This is the hardest part of all. When it comes down to it, I'm the kind of person who likes to see things go. I'm not good at waiting around for the answer to finally come.
I prefer getting out there and working to sitting around and waiting.
And yet, in finding an agent or an editor, one must endure the excruciating pain of the waiting game.
You've sent your query letters. Some have asked you for a partial, maybe even a full. Now what do you do?
Sure, you go on living life as normal, kind of, but this is one of those rare cases where no amount of work on your end is going to speed up the agent/editor's answer. True, sometimes there is such a thing as "nudging" when over a month has gone by, but let's face it, a month can feel like forever.
Then, you finally get your answer, and it's "NO". Now what? That's where persistence comes in. Go read the definition again. You simply can't give up. Maybe it's time to send out more queries.
I'll tell you my own experience so you can see how well I failed at following my own advice......
The first positive response I got from my query letters was a full manuscript request. Suddenly, I was in heaven. Someone finally wanted to see my work. And not just a little of it, they wanted the whole thing. I sent it off and searched the Internet for every possible detail about the agent. This was it. We were going to make a great match.
And then the answer came back "No".
Devastation . I knew this lucky chance was probably going to be my last. It was all over.
Uhm, talk about having faith in myself....
So, I cried. Had a bad day. And then sent out a bunch more query letters the next week. It made me feel like I was doing something constructive.
And then more requests came. Partials, fulls, and all the sudden I realized that things might start to fall into place.
But I still received lots of rejections to go along with it. Don't get me wrong, I'm still receiving them. I guess that's the beauty of querying a lot of agents. You WILL get a lot of rejections, and hopefully a lot of requests too.
So where I may have failed in the patience department, I made up for in persistence. And, the truth is, persistence is what gets the job done. Patience just makes you easier to live with in the meantime.
For all you patient people out there- kudos to you. I'm still working on it. And, as it turns out, getting an agent isn't the end of rejections and the requirement of patience. It's the beginning of a whole new level of the two.

◆ **Required actions**
a. In the post about querying agents, rewrite the passage starting at "Sure, you go" and ending at "out more queries.", putting "week" wherever "month" appears.
b. According to the post about querying agents, what was the first positive response the writer received from query letters?
c. Based on the post about querying agents, explain why the writer sent out more query letters the week after the first rejection.

◆ **Given information**

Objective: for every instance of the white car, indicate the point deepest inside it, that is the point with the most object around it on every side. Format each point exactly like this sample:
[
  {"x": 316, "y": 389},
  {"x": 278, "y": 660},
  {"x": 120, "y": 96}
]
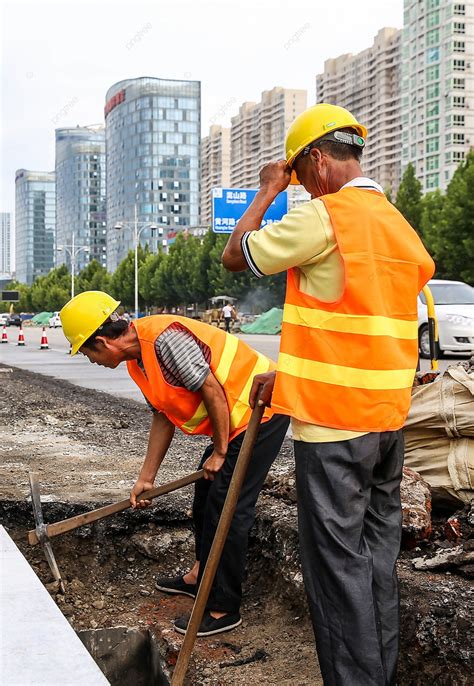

◆ **Set of answers**
a.
Sure, you go on living life as normal, kind of, but this is one of those rare cases where no amount of work on your end is going to speed up the agent/editor's answer. True, sometimes there is such a thing as "nudging" when over a week has gone by, but let's face it, a week can feel like forever.
Then, you finally get your answer, and it's "NO". Now what? That's where persistence comes in. Go read the definition again. You simply can't give up. Maybe it's time to send out more queries.

b. A request for the full manuscript.

c. Sending out more query letters made the writer feel like they were doing something constructive.